:: WHAT NEEDS TO BE DONE ::
Take the listing below and reproduce it in full. Change nothing.

:: RECORDS SHOWN ::
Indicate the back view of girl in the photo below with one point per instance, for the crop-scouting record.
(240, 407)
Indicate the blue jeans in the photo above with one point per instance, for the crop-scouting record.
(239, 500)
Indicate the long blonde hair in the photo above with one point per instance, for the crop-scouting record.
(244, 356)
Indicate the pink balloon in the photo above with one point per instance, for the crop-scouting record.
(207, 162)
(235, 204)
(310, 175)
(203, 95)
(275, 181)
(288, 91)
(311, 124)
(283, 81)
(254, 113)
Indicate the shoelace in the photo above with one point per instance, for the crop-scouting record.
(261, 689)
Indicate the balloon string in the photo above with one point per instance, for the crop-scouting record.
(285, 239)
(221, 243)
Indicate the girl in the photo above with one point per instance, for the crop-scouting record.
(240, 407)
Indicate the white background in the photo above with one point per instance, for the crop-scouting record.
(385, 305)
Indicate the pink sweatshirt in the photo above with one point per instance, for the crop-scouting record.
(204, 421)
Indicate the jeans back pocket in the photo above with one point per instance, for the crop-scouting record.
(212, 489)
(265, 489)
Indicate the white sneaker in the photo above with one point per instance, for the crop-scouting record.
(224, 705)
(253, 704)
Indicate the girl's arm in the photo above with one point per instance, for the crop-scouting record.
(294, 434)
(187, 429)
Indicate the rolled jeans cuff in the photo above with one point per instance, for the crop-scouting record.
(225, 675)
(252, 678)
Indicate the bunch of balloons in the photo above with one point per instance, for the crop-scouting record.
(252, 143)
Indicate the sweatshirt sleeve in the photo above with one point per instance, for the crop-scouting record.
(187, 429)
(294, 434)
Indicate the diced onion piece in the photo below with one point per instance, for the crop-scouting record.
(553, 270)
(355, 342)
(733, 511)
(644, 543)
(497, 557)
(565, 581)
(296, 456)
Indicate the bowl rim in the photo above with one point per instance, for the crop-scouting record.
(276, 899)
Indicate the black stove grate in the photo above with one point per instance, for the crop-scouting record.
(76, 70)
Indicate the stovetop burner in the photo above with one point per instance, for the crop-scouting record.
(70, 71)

:: RESPONSE FOR THIS EXERCISE ::
Indicate the back view of girl in the photo below with one point per instance, for the crop-scouting record.
(240, 407)
Indicate the blue jeans in the photo above with one point per instance, for the crop-scouting record.
(239, 500)
Indicate the long blonde hair in the photo above with one point per instance, for the crop-scouting record.
(244, 356)
Indicate the pink balloon in the photo above with one point per instance, for the crop-scouting record.
(207, 162)
(235, 204)
(310, 175)
(203, 95)
(275, 181)
(288, 91)
(311, 124)
(283, 81)
(254, 113)
Indicate the shoelace in the photo above with one point per instance, for the crop-scouting record.
(261, 689)
Indicate the balloon string in the photo above with one point per instance, for the crop-scouting record.
(285, 239)
(221, 243)
Indicate the girl in the photo above with one point per instance, for the crop-scouting record.
(240, 407)
Indicate the white background in the photo above with one point per instance, for the crop-scouting record.
(385, 305)
Indicate the pink sweatshirt in the photo above with one point per instance, for the crop-scouting record.
(204, 421)
Indicate the jeans back pocket in the photo above with one point per instance, for the crop-scouting record.
(212, 489)
(265, 489)
Indicate the white sneaker in the photo above with one point per instance, for the crop-scouting record.
(224, 705)
(253, 704)
Indicate the girl's arm in the photo above with one point per instance, for the crop-scouting record.
(294, 434)
(187, 429)
Indicate the rolled jeans cuff in the photo above with one point per instance, for the crop-scouting record.
(225, 675)
(252, 678)
Indicate the bunch of balloons in the photo above with one point per instance, for the crop-scouting record.
(252, 143)
Indicate the sweatshirt sleeve in the photo above with one point per instance, for the crop-scouting record.
(187, 429)
(294, 434)
Indicate the diced onion piece in the photo below with one point per instance, for the crop-scouting record.
(553, 270)
(355, 342)
(733, 511)
(644, 543)
(497, 557)
(565, 581)
(296, 456)
Indicate the bowl rim in the photo above with one point per instance, for the crop-scouting record.
(276, 899)
Indicate the black stove grate in the photo above with one point per instance, for the crop-scouting record.
(76, 70)
Indicate the stovetop burner in the photo above with one point per instance, for the crop-scouting record.
(70, 71)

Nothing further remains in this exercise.